++++ Dataset excerpts
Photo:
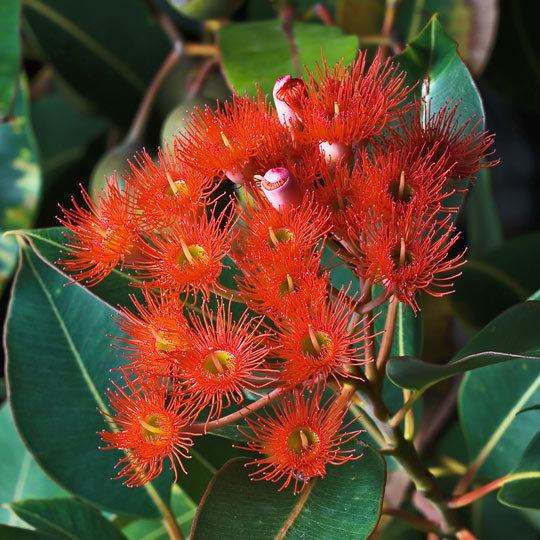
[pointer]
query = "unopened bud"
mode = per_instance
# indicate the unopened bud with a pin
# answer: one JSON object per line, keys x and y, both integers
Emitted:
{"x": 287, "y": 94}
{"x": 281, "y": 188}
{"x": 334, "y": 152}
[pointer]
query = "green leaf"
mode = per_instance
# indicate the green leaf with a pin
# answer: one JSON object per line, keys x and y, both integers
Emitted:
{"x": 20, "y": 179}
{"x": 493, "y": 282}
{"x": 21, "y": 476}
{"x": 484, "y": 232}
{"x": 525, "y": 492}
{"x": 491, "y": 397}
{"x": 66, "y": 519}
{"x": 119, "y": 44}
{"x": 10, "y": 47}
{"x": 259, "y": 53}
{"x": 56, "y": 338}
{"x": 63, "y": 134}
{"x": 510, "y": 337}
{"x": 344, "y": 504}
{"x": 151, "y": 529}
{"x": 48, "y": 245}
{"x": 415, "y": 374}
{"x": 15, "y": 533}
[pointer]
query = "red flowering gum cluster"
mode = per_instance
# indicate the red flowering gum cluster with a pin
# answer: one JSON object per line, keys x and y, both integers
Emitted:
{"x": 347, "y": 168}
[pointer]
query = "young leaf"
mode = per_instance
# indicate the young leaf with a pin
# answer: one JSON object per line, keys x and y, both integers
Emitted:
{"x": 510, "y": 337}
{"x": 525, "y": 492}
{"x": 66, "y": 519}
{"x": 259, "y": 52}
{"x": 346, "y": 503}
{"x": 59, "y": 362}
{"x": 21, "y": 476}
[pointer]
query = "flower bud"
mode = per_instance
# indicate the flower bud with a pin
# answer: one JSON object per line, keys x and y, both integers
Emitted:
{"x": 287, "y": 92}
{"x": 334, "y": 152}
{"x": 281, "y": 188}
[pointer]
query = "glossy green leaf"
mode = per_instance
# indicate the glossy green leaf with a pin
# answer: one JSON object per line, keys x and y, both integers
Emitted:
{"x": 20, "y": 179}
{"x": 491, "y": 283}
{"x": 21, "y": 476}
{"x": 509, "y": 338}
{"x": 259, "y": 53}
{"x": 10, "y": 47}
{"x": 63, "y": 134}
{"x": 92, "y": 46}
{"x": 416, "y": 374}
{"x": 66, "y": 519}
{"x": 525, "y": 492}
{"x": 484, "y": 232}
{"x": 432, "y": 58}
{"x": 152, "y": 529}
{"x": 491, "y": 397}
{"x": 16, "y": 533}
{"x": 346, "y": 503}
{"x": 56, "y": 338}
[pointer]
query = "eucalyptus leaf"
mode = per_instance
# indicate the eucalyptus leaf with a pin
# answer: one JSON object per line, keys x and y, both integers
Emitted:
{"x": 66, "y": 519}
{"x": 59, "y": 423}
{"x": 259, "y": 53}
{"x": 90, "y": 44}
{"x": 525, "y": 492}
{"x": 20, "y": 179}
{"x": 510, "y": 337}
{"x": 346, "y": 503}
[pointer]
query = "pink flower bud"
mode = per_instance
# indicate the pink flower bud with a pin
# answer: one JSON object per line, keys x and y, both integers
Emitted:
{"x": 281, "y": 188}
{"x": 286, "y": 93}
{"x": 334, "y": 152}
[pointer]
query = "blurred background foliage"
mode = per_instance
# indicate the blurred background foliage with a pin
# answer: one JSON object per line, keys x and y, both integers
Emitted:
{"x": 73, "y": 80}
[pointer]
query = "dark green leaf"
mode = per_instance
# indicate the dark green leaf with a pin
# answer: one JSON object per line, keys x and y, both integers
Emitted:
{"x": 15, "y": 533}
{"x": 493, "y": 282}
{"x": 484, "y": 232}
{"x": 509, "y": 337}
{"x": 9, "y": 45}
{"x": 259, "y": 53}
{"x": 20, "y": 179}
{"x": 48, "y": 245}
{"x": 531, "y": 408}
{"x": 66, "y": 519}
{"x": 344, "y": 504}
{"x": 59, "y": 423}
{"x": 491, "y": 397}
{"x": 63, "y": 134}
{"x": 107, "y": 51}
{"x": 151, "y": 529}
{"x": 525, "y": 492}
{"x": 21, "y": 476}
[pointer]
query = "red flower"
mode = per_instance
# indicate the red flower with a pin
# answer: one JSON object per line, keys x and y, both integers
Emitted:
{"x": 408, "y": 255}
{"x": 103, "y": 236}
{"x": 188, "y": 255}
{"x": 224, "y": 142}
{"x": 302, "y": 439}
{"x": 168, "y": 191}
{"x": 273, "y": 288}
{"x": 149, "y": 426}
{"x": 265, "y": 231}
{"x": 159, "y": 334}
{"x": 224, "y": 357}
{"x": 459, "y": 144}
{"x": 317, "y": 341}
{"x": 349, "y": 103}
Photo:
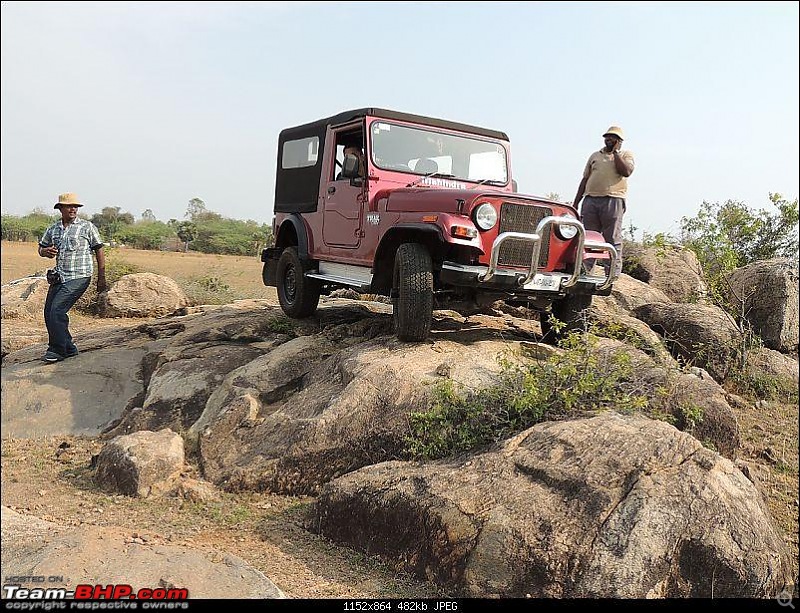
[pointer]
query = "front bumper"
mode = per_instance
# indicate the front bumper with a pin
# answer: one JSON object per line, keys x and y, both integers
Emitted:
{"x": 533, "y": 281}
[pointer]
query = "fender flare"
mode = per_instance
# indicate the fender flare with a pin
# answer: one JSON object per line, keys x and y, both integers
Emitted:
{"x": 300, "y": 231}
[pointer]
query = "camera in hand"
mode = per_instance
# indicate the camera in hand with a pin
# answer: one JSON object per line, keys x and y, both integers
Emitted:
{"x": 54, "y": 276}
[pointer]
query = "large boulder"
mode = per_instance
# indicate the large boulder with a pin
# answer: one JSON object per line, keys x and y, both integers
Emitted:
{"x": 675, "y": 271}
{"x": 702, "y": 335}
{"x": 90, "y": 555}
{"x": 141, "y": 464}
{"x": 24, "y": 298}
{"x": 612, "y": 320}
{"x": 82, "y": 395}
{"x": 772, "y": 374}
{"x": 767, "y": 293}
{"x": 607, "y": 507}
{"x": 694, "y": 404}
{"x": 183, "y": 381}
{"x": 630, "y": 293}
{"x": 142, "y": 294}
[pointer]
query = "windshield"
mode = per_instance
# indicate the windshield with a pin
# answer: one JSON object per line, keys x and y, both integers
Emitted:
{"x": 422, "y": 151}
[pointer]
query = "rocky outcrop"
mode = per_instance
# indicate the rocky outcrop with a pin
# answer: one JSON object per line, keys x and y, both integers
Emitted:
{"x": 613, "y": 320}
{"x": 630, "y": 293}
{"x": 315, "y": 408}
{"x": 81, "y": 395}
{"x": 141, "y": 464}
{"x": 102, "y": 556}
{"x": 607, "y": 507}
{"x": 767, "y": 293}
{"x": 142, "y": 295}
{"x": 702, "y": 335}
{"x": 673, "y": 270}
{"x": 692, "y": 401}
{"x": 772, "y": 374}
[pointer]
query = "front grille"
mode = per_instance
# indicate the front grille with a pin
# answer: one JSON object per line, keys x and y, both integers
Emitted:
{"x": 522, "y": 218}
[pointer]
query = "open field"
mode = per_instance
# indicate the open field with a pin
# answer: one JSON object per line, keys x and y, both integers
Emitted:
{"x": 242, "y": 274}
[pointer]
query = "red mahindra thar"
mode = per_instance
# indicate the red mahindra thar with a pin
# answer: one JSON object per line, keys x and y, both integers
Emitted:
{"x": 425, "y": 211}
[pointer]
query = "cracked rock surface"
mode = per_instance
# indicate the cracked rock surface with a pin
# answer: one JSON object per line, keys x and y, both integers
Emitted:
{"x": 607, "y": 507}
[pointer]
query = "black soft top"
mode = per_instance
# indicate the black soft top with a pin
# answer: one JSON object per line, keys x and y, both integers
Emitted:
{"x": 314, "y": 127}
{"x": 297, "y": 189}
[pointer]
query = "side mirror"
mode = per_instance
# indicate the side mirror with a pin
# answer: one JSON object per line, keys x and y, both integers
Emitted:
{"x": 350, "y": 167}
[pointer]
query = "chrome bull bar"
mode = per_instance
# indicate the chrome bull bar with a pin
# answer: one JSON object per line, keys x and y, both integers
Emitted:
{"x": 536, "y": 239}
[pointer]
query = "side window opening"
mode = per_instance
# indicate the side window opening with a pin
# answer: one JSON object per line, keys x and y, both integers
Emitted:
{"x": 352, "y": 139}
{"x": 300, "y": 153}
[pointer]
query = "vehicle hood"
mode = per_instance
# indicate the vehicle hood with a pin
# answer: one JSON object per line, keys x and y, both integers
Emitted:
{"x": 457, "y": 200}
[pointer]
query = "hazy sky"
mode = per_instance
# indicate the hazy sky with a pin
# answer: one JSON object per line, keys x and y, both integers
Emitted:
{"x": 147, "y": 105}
++++++++
● **What the task requires**
Retype, without changes, the lines from the line holding "# indicate the red mahindra thar with a pin" to the end of the data, both ends included.

● **Answer to the exercise**
# indicate the red mahindra thar with a pin
# answer: one JSON object per line, keys x and y, both integers
Emitted:
{"x": 425, "y": 211}
[pointer]
query = "cracked rock surface"
mode = per_instance
# indicate the cracked rock surface with a pin
# answer: one JSON object per line, keys x and y, both integers
Emitted:
{"x": 607, "y": 507}
[pointer]
query = "black soft top"
mode = per_instance
# indicate the black soft top with a pin
# answer: one JSON object per line, keys x and y, both integers
Emitted:
{"x": 314, "y": 127}
{"x": 297, "y": 189}
[pointer]
query = "side mirror"
mode = per_instance
# indicate the side mirror with a pin
# answer: one JSON object per line, keys x and y, both integers
Emitted:
{"x": 350, "y": 167}
[pointer]
query = "chrome bull bar"
mode = per_instance
# indicate the chrome bull bar with a pin
# answer: one JSON object per line, keys x and y, both integers
Emitted:
{"x": 536, "y": 239}
[pointer]
query = "side window opening"
mode = per_instance
# indicate the side window opening with a pin
# answer: one JSON object per line, keys x and y, both integers
Emitted:
{"x": 352, "y": 139}
{"x": 300, "y": 153}
[pointer]
query = "vehicle hood"
mode = per_instance
# indicate the vehicle hood with a pin
# answer: one JSON object per line, keys x and y, both integers
Emitted:
{"x": 457, "y": 200}
[pointer]
query = "hazy sky"
mode = per_instance
# indicate the hazy sky with a pin
# answer: one JSON object per line, keys x and y, both integers
Emitted:
{"x": 147, "y": 105}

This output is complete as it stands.